OBJECTIVE
Write out each entry again. Keep every word exactly as it is.

^^^^

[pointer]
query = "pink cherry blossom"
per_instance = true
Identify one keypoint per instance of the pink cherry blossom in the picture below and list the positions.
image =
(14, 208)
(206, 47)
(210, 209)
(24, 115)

^^^^

SOLUTION TO THE EXERCISE
[pointer]
query = "pink cherry blossom"
per_instance = true
Identify one keypoint per instance of the pink cherry blossom in the picture below and list the positions.
image =
(14, 208)
(206, 47)
(210, 209)
(24, 115)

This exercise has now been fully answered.